▶ [Document segment]:
______________________________
The balance of the dataset plays a pivotal role in the performance of the deep learning model [
19]. This study employed a dataset balancing method, based on the pixel value ratio, to select the most suitable model. Specifically, the proportion of each label value within each image was initially computed. If the combined proportion of healthy or background label values exceeded 60% and the total proportion of lodging label values was less than 1%, the image was removed. By using this approach, the dataset was balanced across the three label types, leading to improved accuracy in evaluating the model performance. Simultaneously, in order to retain the realism of the original dataset’s label proportions, no balancing treatment was applied during the comparison of different frames and different types of remote sensing images. Following these principles, the dataset was divided into four distinct groups, with detailed information provided in
Table 1.
The four image blocks were randomly partitioned into training, validation, and test datasets, with a ratio of 7:2:1. The training and validation sets were utilized during the model training process, while the test set served as an independent dataset for evaluating the performance of the trained deep learning model.
Furthermore, to enhance the generalization capability and training efficiency during model training, a real-time data augmentation technique was employed in this study [
20]. As a crucial component within the PaddleRS framework’s data preprocessing pipeline, this technique encompassed several enhancements, including data normalization to the range [−1, 1] and random horizontal flipping with a probability of 50%. These augmentations aimed to improve the model’s ability to generalize to unseen data and expedite the training process.
3. Method
3.1. Training of Deep Neural Networks
Semantic segmentation is a comprehensive technique that integrates image classification, target detection, and image segmentation, aiming to partition an image into distinct regions with specific spatial extents while identifying the semantic class of each region. Compared to traditional methods, convolutional neural network (CNN)-based semantic segmentation enables end-to-end training, exhibits superior adaptability and scalability, and significantly enhances the accuracy of semantic segmentation models [
21].
Deeplabv3+ is a widely used semantic segmentation model that is employed extensively in various domains. Its overarching architecture encompasses two integral components: the encoder and the decoder [
22] (
Figure 3). Deeplabv3+ extends the Deeplabv3 model by introducing a novel encoder–decoder network structure. The encoder module retains the core features of Deeplabv3 and leverages atrous convolution to enhance model detection capabilities for small targets, which is particularly beneficial for detecting small lodging areas. Notably, the encoder incorporates atrous spatial pyramid pooling (ASPP), a critical component that performs convolutions with various dilation rates, enabling the extraction of feature representations with diverse perceptual fields. ASPP effectively exploits multi-scale feature information to achieve superior object boundary segmentation. The decoder involves the upsampling and fusion of feature maps, combining the advantages of both methods to handle objects of different sizes and produce a robust model.
______________________________
▶ [Work to do]:
- a) In the semantic segmentation excerpt, what ratio was used to divide the image blocks into training, validation, and test datasets?
- b) Repeat the semantic segmentation excerpt word for word, beginning at the words "The four image" and stopping after "the training process.".
The entries placed after this text are not needed.

▶ [Supplied data]:
______________________________
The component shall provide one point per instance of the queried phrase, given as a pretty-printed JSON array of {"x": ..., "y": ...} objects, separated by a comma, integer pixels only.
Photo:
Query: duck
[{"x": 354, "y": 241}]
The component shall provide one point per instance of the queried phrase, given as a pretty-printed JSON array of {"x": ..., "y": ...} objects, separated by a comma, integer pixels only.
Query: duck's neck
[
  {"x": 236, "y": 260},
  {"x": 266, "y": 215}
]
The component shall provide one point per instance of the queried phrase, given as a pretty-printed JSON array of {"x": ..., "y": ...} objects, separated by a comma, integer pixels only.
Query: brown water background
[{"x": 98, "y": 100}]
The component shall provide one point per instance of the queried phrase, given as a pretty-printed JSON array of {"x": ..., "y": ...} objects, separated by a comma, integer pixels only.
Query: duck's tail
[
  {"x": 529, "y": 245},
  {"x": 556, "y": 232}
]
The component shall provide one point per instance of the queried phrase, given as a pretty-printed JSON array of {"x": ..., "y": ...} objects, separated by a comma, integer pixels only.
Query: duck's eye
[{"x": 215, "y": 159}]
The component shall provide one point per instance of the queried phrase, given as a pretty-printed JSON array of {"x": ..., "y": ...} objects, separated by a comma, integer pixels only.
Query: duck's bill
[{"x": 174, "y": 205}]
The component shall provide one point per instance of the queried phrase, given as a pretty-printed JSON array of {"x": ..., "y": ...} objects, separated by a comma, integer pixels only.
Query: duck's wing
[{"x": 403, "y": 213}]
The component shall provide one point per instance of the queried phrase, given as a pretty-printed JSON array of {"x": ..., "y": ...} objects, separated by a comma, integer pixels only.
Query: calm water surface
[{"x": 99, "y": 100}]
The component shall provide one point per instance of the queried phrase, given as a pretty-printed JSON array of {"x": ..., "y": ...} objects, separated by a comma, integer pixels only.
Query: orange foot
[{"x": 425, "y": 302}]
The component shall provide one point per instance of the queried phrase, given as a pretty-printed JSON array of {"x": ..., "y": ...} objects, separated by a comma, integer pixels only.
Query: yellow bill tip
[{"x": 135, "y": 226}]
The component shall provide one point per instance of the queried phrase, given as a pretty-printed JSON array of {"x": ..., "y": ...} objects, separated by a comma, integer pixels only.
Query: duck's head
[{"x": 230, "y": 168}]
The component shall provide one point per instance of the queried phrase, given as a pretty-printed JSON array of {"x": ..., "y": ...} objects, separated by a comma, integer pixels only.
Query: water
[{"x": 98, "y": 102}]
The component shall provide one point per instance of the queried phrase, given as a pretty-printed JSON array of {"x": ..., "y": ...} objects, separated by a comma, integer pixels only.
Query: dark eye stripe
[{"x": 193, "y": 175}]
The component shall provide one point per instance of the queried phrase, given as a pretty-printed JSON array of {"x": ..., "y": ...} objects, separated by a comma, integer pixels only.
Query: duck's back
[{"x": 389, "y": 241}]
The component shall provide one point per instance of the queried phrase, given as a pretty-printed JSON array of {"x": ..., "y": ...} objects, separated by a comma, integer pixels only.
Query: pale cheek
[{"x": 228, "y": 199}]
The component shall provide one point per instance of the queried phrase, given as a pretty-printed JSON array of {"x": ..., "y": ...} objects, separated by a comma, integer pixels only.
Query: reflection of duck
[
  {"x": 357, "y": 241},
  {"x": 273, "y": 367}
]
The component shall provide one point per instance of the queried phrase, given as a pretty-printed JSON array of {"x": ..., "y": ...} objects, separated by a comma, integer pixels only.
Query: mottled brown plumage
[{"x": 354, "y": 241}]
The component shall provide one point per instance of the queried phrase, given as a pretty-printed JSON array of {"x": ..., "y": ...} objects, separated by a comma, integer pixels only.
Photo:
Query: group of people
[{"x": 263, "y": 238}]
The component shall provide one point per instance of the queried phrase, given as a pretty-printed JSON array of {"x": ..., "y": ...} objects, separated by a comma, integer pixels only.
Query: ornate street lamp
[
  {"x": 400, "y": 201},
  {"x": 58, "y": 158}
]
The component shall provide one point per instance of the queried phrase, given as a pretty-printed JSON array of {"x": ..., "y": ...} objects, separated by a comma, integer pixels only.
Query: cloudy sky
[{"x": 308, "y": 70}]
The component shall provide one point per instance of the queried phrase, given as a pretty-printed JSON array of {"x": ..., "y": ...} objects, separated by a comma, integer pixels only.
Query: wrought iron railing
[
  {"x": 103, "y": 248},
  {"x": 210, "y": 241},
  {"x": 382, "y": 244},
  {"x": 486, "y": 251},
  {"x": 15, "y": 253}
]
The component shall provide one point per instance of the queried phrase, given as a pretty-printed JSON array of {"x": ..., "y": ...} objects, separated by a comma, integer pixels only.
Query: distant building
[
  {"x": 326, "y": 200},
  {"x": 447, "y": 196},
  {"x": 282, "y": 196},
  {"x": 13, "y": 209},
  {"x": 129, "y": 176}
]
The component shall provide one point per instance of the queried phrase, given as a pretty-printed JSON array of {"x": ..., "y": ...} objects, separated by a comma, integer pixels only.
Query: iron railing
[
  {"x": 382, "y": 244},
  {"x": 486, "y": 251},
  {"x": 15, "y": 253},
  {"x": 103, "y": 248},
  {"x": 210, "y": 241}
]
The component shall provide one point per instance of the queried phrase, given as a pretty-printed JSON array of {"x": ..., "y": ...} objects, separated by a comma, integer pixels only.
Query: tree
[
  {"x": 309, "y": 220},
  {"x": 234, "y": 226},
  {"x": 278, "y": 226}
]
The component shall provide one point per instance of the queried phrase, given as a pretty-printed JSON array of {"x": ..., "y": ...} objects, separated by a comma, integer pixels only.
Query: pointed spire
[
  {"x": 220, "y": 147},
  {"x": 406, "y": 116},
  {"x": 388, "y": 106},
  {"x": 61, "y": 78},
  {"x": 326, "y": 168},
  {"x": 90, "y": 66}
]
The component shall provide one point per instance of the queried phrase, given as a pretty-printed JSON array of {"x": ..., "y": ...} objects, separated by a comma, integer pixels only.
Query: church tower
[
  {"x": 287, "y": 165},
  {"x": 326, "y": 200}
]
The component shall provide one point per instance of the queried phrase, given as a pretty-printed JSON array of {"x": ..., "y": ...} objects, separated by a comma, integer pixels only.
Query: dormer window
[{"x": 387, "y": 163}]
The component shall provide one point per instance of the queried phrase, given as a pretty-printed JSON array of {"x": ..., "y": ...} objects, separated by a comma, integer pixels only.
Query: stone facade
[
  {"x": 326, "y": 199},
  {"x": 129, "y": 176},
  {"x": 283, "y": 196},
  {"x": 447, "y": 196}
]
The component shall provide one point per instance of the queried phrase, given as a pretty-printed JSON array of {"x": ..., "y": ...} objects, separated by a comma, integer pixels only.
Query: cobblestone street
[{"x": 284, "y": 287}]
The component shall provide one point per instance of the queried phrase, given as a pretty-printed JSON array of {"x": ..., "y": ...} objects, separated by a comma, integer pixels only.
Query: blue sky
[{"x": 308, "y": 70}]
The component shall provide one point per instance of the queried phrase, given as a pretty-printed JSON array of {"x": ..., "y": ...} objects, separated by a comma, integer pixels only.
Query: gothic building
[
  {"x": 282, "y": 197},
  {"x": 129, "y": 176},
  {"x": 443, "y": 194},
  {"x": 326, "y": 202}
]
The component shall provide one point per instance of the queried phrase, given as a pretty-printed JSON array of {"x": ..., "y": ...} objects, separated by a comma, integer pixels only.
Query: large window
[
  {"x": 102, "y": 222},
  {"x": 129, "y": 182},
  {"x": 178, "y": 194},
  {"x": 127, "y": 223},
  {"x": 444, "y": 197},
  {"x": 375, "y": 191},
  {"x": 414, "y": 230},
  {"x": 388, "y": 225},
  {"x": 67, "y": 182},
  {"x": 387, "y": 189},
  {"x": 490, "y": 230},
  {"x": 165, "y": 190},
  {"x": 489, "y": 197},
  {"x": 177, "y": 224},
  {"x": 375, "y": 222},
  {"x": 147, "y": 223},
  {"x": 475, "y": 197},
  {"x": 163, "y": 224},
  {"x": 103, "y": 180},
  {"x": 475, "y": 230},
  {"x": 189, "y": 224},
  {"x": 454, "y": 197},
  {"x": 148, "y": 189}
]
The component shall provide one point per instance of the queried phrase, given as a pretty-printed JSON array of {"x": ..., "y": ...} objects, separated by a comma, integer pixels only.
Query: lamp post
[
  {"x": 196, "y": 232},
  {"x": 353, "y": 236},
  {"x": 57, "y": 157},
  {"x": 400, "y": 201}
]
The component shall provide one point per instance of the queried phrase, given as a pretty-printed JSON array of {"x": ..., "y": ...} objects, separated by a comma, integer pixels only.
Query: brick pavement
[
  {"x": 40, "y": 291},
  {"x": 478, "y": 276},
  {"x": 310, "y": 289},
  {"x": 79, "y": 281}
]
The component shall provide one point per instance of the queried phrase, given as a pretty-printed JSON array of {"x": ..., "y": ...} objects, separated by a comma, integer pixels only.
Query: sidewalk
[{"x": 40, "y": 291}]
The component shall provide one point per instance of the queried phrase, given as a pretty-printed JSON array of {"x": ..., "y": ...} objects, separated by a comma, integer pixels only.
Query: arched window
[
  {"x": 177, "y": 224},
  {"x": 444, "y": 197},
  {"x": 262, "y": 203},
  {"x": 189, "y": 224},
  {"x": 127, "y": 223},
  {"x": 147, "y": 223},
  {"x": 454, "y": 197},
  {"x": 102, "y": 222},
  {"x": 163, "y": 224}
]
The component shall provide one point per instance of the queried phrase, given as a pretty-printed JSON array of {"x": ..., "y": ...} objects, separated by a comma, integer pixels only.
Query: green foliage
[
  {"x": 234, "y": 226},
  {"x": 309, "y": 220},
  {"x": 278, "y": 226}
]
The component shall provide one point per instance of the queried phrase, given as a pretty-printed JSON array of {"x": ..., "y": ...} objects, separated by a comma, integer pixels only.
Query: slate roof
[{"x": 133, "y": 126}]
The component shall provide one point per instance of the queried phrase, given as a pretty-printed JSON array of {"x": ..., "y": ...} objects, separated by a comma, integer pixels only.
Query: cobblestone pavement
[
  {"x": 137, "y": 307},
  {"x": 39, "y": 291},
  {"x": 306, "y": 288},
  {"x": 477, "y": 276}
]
______________________________
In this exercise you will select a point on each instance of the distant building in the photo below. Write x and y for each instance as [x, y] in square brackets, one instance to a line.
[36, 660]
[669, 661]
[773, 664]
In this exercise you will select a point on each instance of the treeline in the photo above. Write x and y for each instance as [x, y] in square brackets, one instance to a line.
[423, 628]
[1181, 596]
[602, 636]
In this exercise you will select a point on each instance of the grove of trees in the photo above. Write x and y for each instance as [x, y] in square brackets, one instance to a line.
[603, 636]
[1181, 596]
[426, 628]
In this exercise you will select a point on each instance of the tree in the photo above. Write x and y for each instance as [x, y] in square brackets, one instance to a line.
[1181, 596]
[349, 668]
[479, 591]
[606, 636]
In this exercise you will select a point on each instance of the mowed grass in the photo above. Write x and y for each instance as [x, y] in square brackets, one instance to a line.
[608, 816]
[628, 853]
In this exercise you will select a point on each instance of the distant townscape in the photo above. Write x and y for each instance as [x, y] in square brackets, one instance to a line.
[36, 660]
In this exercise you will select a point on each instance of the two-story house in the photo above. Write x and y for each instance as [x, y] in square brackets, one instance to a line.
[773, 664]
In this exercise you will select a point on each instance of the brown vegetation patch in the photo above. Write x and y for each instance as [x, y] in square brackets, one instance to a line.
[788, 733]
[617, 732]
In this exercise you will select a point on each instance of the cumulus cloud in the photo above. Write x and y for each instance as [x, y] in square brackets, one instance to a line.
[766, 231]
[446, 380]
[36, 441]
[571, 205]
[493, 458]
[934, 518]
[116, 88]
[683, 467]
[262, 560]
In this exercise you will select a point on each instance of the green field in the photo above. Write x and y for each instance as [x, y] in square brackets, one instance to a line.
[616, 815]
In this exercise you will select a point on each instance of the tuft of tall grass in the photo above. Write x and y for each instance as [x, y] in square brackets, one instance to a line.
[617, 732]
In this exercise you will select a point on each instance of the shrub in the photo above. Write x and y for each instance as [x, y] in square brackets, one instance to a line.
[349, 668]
______________________________
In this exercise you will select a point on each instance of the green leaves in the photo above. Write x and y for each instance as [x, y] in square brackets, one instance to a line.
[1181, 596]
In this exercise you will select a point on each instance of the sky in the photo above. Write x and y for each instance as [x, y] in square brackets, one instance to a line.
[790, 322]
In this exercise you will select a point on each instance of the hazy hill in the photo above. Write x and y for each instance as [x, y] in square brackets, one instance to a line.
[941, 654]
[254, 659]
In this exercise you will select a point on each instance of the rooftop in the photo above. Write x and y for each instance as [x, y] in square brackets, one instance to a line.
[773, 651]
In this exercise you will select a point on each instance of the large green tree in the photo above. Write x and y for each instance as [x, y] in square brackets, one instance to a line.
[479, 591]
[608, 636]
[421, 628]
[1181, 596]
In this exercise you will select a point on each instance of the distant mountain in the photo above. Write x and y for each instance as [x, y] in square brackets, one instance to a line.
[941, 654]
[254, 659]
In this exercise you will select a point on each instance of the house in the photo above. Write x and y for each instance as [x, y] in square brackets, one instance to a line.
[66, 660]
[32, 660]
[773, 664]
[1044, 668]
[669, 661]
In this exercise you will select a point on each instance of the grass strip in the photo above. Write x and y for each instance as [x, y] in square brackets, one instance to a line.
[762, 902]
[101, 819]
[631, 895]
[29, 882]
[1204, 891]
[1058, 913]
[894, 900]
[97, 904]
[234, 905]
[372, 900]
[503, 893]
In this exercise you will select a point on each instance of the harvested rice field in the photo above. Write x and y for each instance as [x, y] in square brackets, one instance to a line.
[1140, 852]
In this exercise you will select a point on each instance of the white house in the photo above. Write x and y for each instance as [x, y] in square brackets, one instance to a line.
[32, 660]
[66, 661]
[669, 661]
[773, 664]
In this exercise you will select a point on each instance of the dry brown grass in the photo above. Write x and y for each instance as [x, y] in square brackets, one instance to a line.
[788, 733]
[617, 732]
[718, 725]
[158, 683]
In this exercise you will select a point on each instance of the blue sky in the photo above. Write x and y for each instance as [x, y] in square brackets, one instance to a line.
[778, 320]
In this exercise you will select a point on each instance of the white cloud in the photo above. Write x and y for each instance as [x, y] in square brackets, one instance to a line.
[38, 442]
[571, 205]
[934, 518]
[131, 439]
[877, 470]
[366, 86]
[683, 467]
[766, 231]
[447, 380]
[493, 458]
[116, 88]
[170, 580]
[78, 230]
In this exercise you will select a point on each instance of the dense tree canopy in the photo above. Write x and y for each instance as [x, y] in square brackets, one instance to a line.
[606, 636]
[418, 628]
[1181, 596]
______________________________
▶ [Task results]:
- a) 7:2:1

- b)
The four image blocks were randomly partitioned into training, validation, and test datasets, with a ratio of 7:2:1. The training and validation sets were utilized during the model training process, while the test set served as an independent dataset for evaluating the performance of the trained deep learning model.
Furthermore, to enhance the generalization capability and training efficiency during model training, a real-time data augmentation technique was employed in this study [
20]. As a crucial component within the PaddleRS framework’s data preprocessing pipeline, this technique encompassed several enhancements, including data normalization to the range [−1, 1] and random horizontal flipping with a probability of 50%. These augmentations aimed to improve the model’s ability to generalize to unseen data and expedite the training process.